To be done ▸
Pick out each line in the items below that contains the word "railing", and copy those lines. Case counts.

-- Start of Given data --

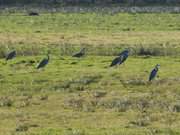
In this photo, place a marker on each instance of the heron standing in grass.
(44, 62)
(81, 53)
(154, 72)
(11, 55)
(120, 59)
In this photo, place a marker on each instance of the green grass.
(156, 32)
(84, 96)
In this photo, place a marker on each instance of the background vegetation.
(84, 96)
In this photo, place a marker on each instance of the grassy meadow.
(84, 96)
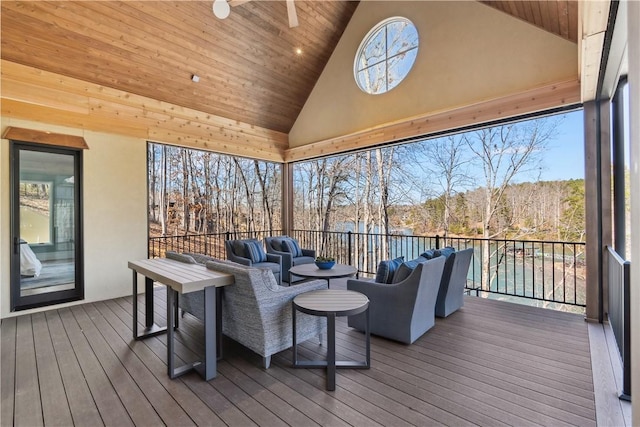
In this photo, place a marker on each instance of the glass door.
(46, 234)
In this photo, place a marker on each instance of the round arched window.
(386, 55)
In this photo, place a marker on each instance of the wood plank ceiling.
(248, 66)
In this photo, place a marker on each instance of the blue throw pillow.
(405, 270)
(253, 250)
(291, 246)
(386, 269)
(431, 253)
(447, 251)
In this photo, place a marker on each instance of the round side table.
(331, 303)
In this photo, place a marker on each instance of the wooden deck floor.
(491, 363)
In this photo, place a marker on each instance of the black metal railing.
(546, 271)
(550, 274)
(211, 244)
(619, 283)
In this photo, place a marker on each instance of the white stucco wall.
(468, 52)
(634, 114)
(114, 215)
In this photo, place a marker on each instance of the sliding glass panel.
(46, 227)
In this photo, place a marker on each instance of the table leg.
(219, 323)
(151, 329)
(331, 351)
(293, 330)
(367, 335)
(148, 302)
(170, 331)
(135, 304)
(210, 329)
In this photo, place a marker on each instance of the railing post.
(349, 247)
(626, 356)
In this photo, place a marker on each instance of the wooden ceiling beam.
(535, 100)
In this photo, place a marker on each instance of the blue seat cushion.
(303, 260)
(431, 253)
(387, 268)
(273, 266)
(447, 251)
(291, 245)
(405, 270)
(254, 251)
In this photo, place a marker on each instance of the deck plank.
(55, 406)
(163, 403)
(7, 379)
(136, 403)
(189, 401)
(111, 409)
(81, 403)
(28, 407)
(491, 364)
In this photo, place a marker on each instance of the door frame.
(19, 302)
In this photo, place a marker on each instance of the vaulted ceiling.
(252, 67)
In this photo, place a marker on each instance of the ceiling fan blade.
(291, 11)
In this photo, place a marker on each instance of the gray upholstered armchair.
(290, 252)
(401, 311)
(454, 279)
(249, 252)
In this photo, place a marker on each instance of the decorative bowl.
(325, 265)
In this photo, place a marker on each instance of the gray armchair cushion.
(386, 269)
(402, 311)
(454, 280)
(253, 250)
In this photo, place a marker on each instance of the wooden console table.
(182, 278)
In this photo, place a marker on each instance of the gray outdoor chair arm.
(402, 311)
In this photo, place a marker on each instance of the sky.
(564, 157)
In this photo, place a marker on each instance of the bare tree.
(448, 165)
(504, 153)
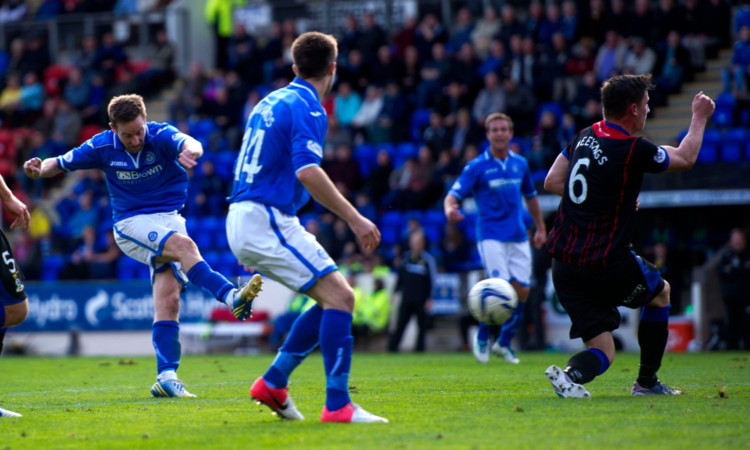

-- End of Given data --

Response ▸
In this photo, place a marker on each instance of the black metal railing.
In this photo, place a marker on each instance of the railing post.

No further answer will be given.